> _PARTS OF THE EXERCISE_:
**A)** Please say whether each statement agrees with the Riak thread, answering yes or no and quoting the deciding words of the text: (i) Before the large documents were deleted, nodes crashed after about 15 minutes. (ii) The largest problem document was about 1.1 gigabytes. (iii) Kyle deleted the huge objects through a web interface.
**B)** Revise the Riak thread passage that opens with the words containing "When I encountered" and closes with "it with requests.", putting "oversized objects" in place of "huge objects".
**C)** In the Riak thread, who helped on IRC to narrow down the issue?

> _SELECTED EXTRACT_:
▼
Since you were able to create and write these objects in the first
place, you probably had enough ram at one point to load and save them. I
would try bringing each node up in isolation, then issuing a delete
request against the local node, then restarting the node in normal,
talking-to-the-ring mode. If there are any local processes you can stop
to free up memory, try that too.
When I encountered this problem, I was able to use the riak:local_client
at the erlang shell to delete my huge objects--so long as other
processes weren't hammering it with requests.
--Kyle
On 07/05/2011 09:28 PM, Jeff Pollard wrote:
Thanks to some help from Aphyr + Sean Cribbs on IRC, we narrowed the
issue down to us having several multiple-hundred-megabyte sized
documents and one 1.1 gig document. Deletion of those documents has now
kept the cluster running quite happily for 3+ hours now, where before
nodes were crashing after 15 minutes.
▲
> _RAW DATA_:
▼
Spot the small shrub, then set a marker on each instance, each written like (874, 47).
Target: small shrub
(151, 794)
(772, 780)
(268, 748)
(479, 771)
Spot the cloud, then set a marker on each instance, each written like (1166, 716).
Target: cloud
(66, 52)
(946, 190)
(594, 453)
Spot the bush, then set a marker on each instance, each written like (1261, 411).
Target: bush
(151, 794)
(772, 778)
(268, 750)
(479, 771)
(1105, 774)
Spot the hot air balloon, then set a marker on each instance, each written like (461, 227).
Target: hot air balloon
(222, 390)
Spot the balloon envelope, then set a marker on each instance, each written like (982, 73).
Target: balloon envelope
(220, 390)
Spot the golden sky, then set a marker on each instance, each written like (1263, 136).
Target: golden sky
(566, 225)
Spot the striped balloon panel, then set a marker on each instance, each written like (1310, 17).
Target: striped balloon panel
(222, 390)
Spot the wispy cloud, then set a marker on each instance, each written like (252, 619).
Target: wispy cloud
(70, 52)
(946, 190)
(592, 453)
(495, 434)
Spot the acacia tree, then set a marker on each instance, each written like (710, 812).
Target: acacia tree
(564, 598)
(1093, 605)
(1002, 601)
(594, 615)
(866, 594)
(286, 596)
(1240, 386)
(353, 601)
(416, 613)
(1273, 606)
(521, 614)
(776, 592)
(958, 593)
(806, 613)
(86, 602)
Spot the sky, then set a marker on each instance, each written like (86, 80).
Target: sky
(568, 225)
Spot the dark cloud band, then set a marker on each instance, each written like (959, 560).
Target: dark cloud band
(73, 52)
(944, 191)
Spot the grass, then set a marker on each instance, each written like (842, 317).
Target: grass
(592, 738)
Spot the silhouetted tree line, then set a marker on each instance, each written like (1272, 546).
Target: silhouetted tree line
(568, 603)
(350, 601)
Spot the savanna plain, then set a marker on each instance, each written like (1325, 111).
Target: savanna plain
▲
> _SOLUTIONS_:
**A)**
(i) Yes: "before nodes were crashing after 15 minutes"
(ii) Yes: "one 1.1 gig document"
(iii) No: "use the riak:local_client at the erlang shell to delete my huge objects"

**B)**
When I encountered this problem, I was able to use the riak:local_client
at the erlang shell to delete my oversized objects--so long as other
processes weren't hammering it with requests.

**C)** Aphyr and Sean Cribbs.